_Task inputs:_
========
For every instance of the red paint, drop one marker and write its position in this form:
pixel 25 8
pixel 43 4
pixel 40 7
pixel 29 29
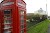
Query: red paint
pixel 15 6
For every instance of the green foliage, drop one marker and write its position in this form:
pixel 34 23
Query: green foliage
pixel 40 27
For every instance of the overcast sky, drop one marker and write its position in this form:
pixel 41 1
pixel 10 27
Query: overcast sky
pixel 33 5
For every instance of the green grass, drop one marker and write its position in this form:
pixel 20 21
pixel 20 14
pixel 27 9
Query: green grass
pixel 40 27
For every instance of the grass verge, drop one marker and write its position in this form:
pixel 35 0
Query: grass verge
pixel 40 27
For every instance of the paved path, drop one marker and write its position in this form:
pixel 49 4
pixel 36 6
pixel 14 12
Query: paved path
pixel 49 28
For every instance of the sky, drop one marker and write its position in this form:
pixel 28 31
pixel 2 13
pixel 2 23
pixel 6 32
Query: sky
pixel 34 5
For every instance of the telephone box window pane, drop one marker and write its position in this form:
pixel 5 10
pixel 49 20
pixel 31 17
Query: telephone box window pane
pixel 7 12
pixel 22 26
pixel 22 31
pixel 22 12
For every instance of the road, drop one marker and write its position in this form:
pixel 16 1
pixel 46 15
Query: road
pixel 48 28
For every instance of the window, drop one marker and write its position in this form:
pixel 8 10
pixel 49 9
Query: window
pixel 22 31
pixel 7 11
pixel 22 17
pixel 7 31
pixel 22 12
pixel 7 21
pixel 22 26
pixel 22 21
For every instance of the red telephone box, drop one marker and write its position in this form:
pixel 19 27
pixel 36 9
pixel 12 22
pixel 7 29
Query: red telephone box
pixel 13 16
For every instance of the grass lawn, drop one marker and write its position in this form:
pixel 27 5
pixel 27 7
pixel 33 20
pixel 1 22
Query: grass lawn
pixel 40 27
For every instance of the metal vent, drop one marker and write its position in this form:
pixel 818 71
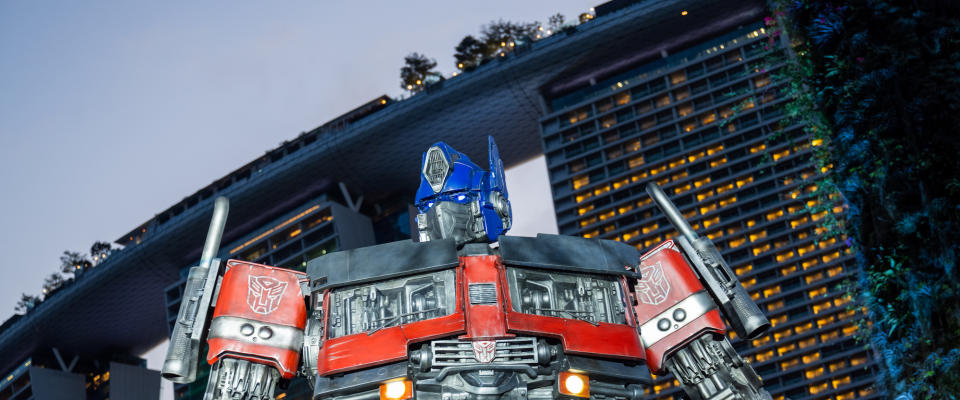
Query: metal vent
pixel 448 353
pixel 436 168
pixel 483 293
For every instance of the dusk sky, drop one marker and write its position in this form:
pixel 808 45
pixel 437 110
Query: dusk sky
pixel 112 111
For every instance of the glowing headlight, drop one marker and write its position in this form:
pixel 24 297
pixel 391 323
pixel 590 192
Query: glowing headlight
pixel 573 384
pixel 396 390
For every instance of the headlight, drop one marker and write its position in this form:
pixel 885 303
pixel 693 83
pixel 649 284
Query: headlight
pixel 374 306
pixel 573 384
pixel 587 297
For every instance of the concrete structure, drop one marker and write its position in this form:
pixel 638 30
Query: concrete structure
pixel 639 93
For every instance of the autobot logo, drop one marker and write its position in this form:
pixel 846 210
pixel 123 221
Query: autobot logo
pixel 264 294
pixel 653 287
pixel 484 350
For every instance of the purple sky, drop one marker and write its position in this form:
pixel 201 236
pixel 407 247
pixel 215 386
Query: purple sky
pixel 112 111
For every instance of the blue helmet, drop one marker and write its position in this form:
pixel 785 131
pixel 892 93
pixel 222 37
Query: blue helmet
pixel 459 200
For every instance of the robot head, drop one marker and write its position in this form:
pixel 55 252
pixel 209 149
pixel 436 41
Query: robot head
pixel 459 200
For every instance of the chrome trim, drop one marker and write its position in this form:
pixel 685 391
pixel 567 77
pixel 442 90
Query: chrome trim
pixel 694 306
pixel 282 336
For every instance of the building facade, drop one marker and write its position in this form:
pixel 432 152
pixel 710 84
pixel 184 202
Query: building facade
pixel 707 123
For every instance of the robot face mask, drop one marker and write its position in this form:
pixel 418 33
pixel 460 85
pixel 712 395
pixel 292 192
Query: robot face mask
pixel 459 200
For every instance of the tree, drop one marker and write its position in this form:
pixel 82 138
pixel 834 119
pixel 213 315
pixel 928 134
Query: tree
pixel 469 53
pixel 26 302
pixel 72 262
pixel 99 251
pixel 53 282
pixel 555 22
pixel 418 72
pixel 879 85
pixel 502 36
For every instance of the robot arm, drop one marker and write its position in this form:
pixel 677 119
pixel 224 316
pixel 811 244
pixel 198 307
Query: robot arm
pixel 251 316
pixel 682 283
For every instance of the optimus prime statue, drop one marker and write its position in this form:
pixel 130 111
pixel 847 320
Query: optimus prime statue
pixel 468 313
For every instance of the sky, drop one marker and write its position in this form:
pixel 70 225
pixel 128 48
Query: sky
pixel 112 111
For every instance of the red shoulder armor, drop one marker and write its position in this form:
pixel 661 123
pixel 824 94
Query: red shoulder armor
pixel 260 316
pixel 673 308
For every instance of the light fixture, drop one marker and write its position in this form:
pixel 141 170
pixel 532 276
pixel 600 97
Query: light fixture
pixel 398 389
pixel 573 384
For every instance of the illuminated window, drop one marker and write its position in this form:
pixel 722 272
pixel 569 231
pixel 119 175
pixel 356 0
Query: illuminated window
pixel 711 221
pixel 608 214
pixel 728 201
pixel 583 196
pixel 813 373
pixel 708 118
pixel 580 181
pixel 834 271
pixel 782 335
pixel 761 341
pixel 650 228
pixel 761 357
pixel 621 183
pixel 622 98
pixel 775 305
pixel 778 320
pixel 814 277
pixel 814 389
pixel 824 322
pixel 652 241
pixel 677 77
pixel 830 257
pixel 849 330
pixel 781 154
pixel 707 208
pixel 822 290
pixel 784 256
pixel 774 215
pixel 761 81
pixel 826 243
pixel 822 306
pixel 838 365
pixel 786 349
pixel 718 162
pixel 663 101
pixel 760 249
pixel 703 195
pixel 771 291
pixel 793 362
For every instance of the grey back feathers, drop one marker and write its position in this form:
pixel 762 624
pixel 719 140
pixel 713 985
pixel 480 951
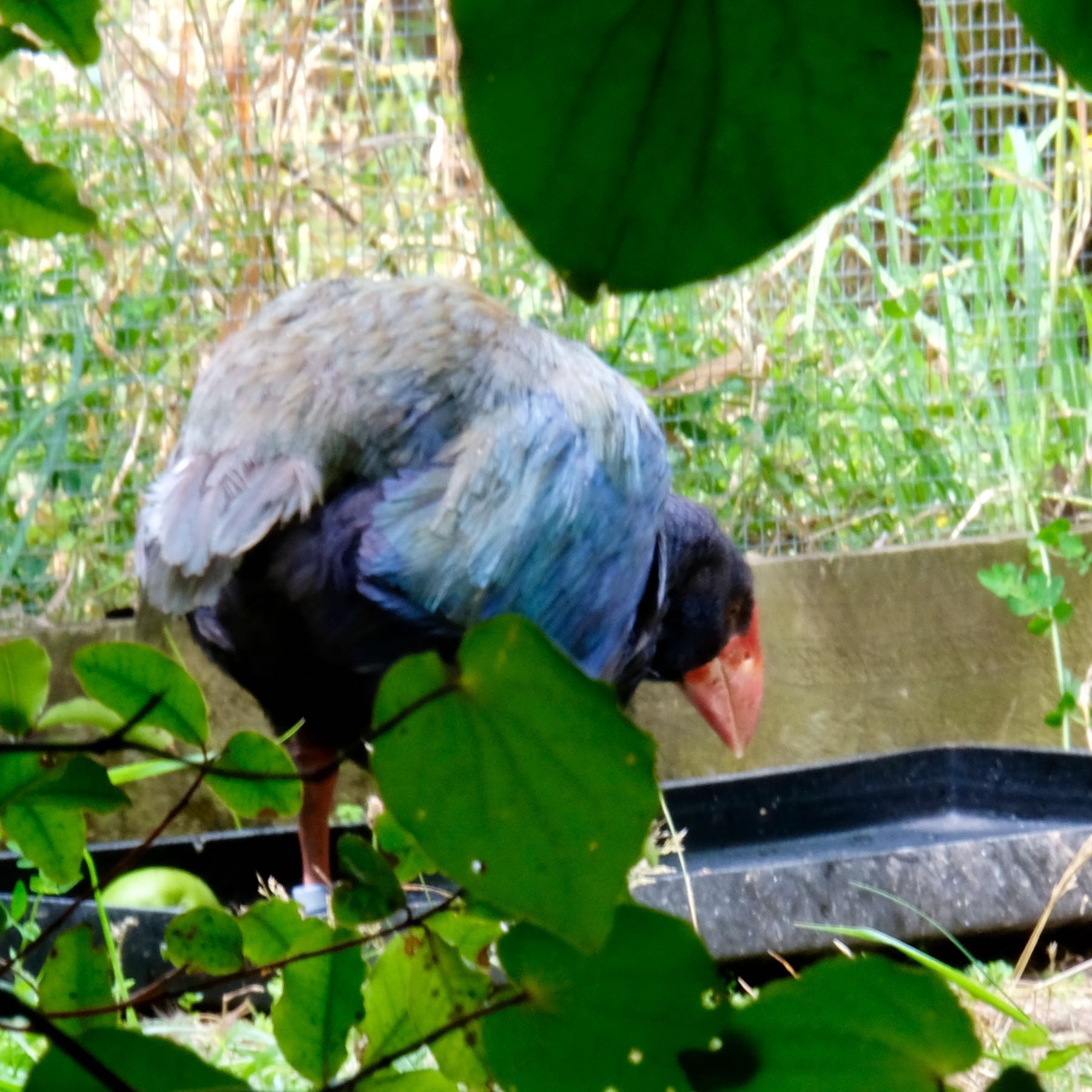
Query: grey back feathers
pixel 509 456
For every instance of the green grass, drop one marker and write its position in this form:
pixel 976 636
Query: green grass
pixel 917 366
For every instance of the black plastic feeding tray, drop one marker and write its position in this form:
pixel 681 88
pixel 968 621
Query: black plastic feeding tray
pixel 976 838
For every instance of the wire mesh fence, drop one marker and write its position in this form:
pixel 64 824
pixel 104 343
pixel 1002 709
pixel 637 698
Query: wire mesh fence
pixel 914 367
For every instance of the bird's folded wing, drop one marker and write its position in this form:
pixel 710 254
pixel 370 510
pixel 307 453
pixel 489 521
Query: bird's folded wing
========
_Work instruction:_ Starting with the line that contains "pixel 976 636", print each line through the last one in the listing. Include both end lines and add nothing.

_Solution to the exercise:_
pixel 976 636
Query: green grass
pixel 917 366
For every instance of the black plastic feeding tray, drop one marker and write its position in this form:
pixel 681 88
pixel 968 621
Query: black plastic feeding tray
pixel 976 838
For every instance of the wire mesh fence, drop one marker and write its position in this form:
pixel 64 824
pixel 104 343
pixel 1002 709
pixel 637 698
Query: wire mesh fence
pixel 914 367
For every instance of the bird's folded wing, drop one marker and write its position in this form:
pixel 710 254
pixel 370 510
pixel 307 453
pixel 489 521
Query: bird's folded wing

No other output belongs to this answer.